WHAT IS REQUIRED →
Every entry in the listing below is to be output unchanged.

RECORDS FOR PROCESSING →
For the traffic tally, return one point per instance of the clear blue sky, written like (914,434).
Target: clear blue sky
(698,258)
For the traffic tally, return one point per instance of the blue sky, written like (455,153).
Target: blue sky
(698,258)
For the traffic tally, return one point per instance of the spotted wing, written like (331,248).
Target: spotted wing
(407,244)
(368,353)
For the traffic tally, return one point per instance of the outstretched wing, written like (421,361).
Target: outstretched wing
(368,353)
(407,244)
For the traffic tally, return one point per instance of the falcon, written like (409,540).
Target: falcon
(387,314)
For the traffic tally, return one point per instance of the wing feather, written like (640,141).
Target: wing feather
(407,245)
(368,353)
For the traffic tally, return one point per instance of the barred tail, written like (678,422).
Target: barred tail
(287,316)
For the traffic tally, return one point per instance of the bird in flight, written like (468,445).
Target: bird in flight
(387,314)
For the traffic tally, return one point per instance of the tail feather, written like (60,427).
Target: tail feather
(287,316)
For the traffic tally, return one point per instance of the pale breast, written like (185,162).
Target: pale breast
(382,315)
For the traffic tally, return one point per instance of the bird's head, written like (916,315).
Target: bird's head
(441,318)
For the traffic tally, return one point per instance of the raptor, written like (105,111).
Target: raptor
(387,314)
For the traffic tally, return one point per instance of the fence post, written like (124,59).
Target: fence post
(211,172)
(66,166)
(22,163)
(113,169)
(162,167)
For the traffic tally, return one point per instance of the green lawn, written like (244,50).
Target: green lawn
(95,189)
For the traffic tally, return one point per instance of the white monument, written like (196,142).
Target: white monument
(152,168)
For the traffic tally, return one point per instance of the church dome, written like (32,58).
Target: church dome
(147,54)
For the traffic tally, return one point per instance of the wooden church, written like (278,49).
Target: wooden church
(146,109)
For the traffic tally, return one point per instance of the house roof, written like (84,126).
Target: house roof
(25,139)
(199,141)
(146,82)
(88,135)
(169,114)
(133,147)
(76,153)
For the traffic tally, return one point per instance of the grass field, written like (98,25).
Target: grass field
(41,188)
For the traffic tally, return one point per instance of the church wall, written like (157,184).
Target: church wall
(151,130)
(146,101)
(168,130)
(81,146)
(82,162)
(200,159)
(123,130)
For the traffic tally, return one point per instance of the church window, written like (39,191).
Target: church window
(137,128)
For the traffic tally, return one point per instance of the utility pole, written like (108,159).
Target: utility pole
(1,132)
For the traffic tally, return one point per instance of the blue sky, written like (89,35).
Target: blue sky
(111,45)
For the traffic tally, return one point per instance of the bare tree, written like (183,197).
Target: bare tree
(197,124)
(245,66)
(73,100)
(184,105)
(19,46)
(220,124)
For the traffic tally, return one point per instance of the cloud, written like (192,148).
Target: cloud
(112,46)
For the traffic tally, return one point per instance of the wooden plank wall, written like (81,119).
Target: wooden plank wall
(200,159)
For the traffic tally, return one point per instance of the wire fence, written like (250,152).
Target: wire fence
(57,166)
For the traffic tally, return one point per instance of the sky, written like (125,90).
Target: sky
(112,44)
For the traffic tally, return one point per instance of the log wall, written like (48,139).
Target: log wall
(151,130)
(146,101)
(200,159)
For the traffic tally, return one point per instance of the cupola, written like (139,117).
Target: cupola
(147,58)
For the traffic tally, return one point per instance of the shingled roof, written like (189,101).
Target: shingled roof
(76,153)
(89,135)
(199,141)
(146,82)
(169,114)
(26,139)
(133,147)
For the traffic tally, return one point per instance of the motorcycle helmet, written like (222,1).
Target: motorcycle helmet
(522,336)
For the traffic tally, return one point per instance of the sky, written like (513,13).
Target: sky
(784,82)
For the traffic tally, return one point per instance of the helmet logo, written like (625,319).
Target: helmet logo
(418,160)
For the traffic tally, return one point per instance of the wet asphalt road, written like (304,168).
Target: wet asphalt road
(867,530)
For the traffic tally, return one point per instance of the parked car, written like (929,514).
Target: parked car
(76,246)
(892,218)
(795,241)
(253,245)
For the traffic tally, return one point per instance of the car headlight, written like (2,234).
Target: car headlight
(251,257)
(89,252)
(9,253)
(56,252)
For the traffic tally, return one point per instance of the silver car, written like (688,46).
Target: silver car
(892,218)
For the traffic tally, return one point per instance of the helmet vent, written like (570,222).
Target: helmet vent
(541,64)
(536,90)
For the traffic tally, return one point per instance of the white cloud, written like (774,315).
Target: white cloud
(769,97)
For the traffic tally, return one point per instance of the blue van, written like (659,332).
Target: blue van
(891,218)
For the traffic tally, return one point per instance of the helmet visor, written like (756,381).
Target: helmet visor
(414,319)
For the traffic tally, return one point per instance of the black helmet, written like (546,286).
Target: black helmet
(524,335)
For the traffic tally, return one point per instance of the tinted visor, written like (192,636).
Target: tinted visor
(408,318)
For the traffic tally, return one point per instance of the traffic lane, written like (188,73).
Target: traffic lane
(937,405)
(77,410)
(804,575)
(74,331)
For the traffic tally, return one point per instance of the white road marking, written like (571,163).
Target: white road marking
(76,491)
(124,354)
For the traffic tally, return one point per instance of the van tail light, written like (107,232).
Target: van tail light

RESULT OF THE TASK →
For the traffic tally, return one point per instance of the clear blue sky, written like (914,434).
Target: clear blue sky
(698,258)
For the traffic tally, return one point per instance of the blue sky, written like (455,153).
Target: blue sky
(698,258)
For the traffic tally, return one point per instance of the spotted wing, written like (331,248).
Target: spotted wing
(407,244)
(368,353)
For the traffic tally, return one point per instance of the outstretched wing, written like (421,361).
Target: outstretched wing
(368,353)
(407,244)
For the traffic tally, return one point per instance of the falcon, written like (409,540).
Target: falcon
(387,314)
For the traffic tally, return one point per instance of the wing feather, written like (640,141).
Target: wing feather
(407,245)
(368,353)
For the traffic tally, return one point per instance of the barred tail, written like (678,422).
Target: barred tail
(287,316)
For the traffic tally, return one point per instance of the bird in flight, written like (468,445).
Target: bird in flight
(387,314)
For the traffic tally, return one point per instance of the tail feather, written like (60,427).
Target: tail feather
(287,316)
For the traffic tally, return one point per instance of the pale breast, written like (185,162).
Target: pale breast
(382,315)
For the traffic tally, return one point per instance of the bird's head, written like (916,315).
Target: bird's head
(441,318)
For the traffic tally, return one point per instance of the raptor, written like (105,111).
Target: raptor
(387,314)
For the traffic tally, return one point per instance of the fence post, written like (124,59).
Target: fence post
(211,172)
(66,166)
(22,163)
(113,169)
(162,167)
For the traffic tally, return one point per instance of the green lawn, written like (244,50).
Target: green lawn
(95,189)
For the traffic tally, return one point per instance of the white monument, written like (196,142).
Target: white monument
(152,168)
For the traffic tally, return one point per instance of the church dome, written like (32,58).
Target: church dome
(147,54)
For the traffic tally, return one point per instance of the wooden church, written like (278,49).
Target: wooden church
(146,109)
For the traffic tally, return one point per instance of the house roof, written like (84,126).
Target: house roof
(25,139)
(199,141)
(146,82)
(88,135)
(169,114)
(133,147)
(76,153)
For the traffic tally, return one point per instance of the grass field, written like (98,25).
Target: grass field
(41,188)
For the traffic tally, return one point per instance of the church wall, written like (157,184).
Target: church wall
(151,130)
(146,101)
(168,130)
(81,146)
(82,162)
(200,159)
(123,130)
For the traffic tally, return one point per instance of the church window, written like (39,191).
Target: church window
(137,128)
For the traffic tally, return one point per instance of the utility pole, written like (108,159).
Target: utility pole
(1,132)
For the traffic tally, return one point per instance of the blue sky, written like (89,35).
Target: blue sky
(111,45)
For the traffic tally, return one point per instance of the bare tree, written like (183,197).
Target: bare tree
(197,124)
(245,66)
(73,100)
(184,105)
(19,46)
(220,124)
For the traffic tally, return one point per instance of the cloud, written like (192,148).
Target: cloud
(112,46)
For the traffic tally, return one point per instance of the wooden plank wall, written like (81,119).
Target: wooden plank wall
(200,159)
For the traffic tally, return one point per instance of the wire fence, written like (250,152).
Target: wire fence
(57,166)
For the traffic tally, return one point per instance of the sky, written like (125,90).
Target: sky
(112,44)
For the traffic tally, return one point per instance of the log wall, written like (48,139).
Target: log wall
(151,130)
(146,101)
(200,159)
For the traffic tally, return one point per instance of the cupola, written like (139,117).
Target: cupola
(147,58)
For the traffic tally, return one point per instance of the shingled roof, written like (189,101).
Target: shingled roof
(76,153)
(89,135)
(199,141)
(146,82)
(169,114)
(26,139)
(133,147)
For the traffic tally, return one point per instance of the motorcycle helmet, written like (222,1).
Target: motorcycle helmet
(522,336)
For the traffic tally, return one point per instance of the sky, written like (513,13).
Target: sky
(784,82)
For the traffic tally, return one point per instance of the helmet logo, written like (625,319).
Target: helmet logo
(418,160)
For the traffic tally, return one point per instance of the wet asphalt road, written like (304,168).
Target: wet asphalt road
(867,530)
For the traffic tally, return one point per instance of the parked car, written like (929,514).
Target: parked car
(76,246)
(892,218)
(795,241)
(253,245)
For the traffic tally, return one point per instance of the car headlight, written like (2,234).
Target: car headlight
(251,257)
(89,252)
(9,253)
(56,252)
For the traffic tally, return one point per instance of the silver car, written like (688,46).
Target: silver car
(892,218)
For the traffic tally, return one point per instance of the helmet vent, written like (570,222).
Target: helmet vent
(541,64)
(536,90)
For the traffic tally, return one point per instance of the white cloud, written like (774,315).
Target: white cloud
(769,97)
For the traffic tally, return one point per instance of the blue van, written like (659,332).
Target: blue van
(891,218)
For the traffic tally, return one point per instance of the helmet visor, written like (756,381).
Target: helmet visor
(414,319)
For the traffic tally, return one point per instance of the black helmet, written like (546,286).
Target: black helmet
(524,335)
For the traffic tally, return one point per instance of the tinted visor, written like (192,636).
Target: tinted visor
(408,318)
For the traffic tally, return one point per instance of the traffic lane, written like (188,73).
Target: traffic lane
(937,405)
(77,410)
(804,575)
(74,331)
For the traffic tally, return one point per instance of the white road marking, written like (571,163).
Target: white road marking
(76,491)
(124,354)
For the traffic tally, return one point per instance of the van tail light, written like (107,232).
Target: van tail light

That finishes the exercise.